══ The input
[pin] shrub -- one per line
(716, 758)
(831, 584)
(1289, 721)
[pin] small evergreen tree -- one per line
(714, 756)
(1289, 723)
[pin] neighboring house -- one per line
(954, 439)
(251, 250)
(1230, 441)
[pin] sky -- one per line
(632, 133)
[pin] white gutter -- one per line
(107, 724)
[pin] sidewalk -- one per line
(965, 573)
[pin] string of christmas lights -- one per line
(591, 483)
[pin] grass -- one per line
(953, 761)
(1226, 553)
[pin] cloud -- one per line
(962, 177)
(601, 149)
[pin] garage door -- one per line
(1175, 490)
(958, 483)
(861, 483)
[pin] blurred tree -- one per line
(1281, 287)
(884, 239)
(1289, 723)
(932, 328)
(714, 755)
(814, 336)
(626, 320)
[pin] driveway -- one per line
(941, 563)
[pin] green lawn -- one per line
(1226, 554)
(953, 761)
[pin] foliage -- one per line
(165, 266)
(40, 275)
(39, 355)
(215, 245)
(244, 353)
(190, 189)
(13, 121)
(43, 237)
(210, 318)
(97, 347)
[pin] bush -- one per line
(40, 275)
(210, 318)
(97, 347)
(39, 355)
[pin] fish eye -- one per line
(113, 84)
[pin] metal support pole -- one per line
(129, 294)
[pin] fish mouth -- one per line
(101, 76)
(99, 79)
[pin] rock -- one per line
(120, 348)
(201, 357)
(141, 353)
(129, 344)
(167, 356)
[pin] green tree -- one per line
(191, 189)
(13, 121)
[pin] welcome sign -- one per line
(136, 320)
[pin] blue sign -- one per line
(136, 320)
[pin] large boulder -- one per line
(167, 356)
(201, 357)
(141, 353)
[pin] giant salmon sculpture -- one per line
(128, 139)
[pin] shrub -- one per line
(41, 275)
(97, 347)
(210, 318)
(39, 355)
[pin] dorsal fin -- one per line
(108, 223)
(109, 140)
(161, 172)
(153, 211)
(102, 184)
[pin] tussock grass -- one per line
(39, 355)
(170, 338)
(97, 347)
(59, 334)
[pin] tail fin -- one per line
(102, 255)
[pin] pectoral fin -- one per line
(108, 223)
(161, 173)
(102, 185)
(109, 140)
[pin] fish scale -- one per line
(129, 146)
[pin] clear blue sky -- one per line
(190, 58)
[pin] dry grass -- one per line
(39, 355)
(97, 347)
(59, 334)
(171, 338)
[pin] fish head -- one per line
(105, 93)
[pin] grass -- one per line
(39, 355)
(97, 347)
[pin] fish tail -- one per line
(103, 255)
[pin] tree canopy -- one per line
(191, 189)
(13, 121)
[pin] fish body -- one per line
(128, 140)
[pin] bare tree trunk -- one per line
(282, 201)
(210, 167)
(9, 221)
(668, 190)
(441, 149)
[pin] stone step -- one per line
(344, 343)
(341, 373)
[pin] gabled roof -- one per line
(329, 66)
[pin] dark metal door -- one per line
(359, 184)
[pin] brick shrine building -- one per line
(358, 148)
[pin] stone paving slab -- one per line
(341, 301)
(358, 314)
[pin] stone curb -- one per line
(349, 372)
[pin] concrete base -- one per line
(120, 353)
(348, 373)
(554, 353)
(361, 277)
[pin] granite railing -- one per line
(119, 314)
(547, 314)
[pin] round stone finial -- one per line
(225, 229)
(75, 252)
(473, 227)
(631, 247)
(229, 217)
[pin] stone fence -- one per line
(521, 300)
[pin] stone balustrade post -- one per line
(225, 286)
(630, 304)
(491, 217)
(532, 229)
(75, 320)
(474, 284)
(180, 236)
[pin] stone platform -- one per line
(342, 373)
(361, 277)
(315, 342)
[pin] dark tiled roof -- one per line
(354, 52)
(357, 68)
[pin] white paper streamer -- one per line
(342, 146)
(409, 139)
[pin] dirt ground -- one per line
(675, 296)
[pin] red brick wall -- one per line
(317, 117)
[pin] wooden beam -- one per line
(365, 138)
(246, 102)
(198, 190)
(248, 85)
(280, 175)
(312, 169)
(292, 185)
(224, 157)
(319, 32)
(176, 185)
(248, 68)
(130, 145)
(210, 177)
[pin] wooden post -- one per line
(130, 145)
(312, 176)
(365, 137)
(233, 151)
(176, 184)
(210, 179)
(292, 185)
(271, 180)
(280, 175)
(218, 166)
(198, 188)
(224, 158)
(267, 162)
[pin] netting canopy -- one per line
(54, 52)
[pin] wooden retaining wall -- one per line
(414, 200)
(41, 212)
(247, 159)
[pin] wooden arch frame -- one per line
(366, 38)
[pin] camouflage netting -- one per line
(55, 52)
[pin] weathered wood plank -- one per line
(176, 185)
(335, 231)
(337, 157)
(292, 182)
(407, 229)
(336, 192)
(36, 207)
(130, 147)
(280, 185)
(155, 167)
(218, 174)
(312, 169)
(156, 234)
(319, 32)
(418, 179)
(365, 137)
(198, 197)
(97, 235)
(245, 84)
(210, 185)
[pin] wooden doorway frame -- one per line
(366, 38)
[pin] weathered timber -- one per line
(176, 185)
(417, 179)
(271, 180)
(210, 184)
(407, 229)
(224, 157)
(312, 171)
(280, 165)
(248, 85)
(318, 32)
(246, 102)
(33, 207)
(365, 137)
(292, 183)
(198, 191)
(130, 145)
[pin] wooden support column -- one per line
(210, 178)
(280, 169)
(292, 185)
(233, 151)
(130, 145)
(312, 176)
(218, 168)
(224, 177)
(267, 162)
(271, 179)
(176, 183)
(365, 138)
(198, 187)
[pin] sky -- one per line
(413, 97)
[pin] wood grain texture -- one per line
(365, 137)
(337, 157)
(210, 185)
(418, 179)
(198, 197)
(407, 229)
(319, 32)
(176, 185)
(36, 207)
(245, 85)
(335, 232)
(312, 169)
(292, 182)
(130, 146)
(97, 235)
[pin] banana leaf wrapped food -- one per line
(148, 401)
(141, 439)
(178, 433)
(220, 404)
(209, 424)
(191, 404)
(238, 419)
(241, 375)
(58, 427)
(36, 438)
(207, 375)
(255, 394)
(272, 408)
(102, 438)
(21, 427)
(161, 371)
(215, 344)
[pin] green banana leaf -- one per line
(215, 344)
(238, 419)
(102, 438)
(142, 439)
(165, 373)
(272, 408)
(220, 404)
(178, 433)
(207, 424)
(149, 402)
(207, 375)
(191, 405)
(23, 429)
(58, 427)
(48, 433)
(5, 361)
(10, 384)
════
Aim of the task:
Repeat exactly the lines from the one containing "[pin] wooden doorway frame -- one per line" through the last line of the records above, both included, and nothing else.

Written response:
[pin] wooden doorway frame -- one per line
(366, 38)
[pin] weathered timber -- one per line
(176, 185)
(417, 179)
(271, 180)
(210, 184)
(407, 229)
(224, 157)
(312, 171)
(280, 165)
(248, 85)
(318, 32)
(246, 102)
(33, 207)
(365, 137)
(292, 183)
(198, 191)
(130, 145)
[pin] wooden support column -- one per line
(210, 178)
(280, 169)
(292, 185)
(233, 151)
(130, 145)
(312, 176)
(218, 168)
(224, 177)
(267, 162)
(271, 179)
(176, 183)
(365, 138)
(198, 187)
[pin] sky -- one per line
(413, 97)
[pin] wood grain texture -- one per line
(365, 137)
(337, 157)
(210, 185)
(418, 179)
(198, 197)
(407, 229)
(319, 32)
(176, 185)
(36, 207)
(245, 85)
(335, 232)
(312, 169)
(292, 182)
(130, 146)
(97, 235)
[pin] banana leaf wrapped food -- one per line
(148, 401)
(141, 439)
(178, 433)
(220, 404)
(209, 424)
(191, 404)
(238, 419)
(241, 375)
(58, 427)
(36, 438)
(207, 375)
(255, 394)
(272, 408)
(102, 438)
(21, 427)
(161, 371)
(215, 344)
[pin] green banana leaf -- one per line
(215, 344)
(238, 419)
(102, 438)
(142, 439)
(165, 373)
(272, 408)
(220, 404)
(178, 433)
(207, 424)
(149, 402)
(207, 375)
(191, 405)
(23, 429)
(58, 427)
(48, 433)
(5, 361)
(10, 384)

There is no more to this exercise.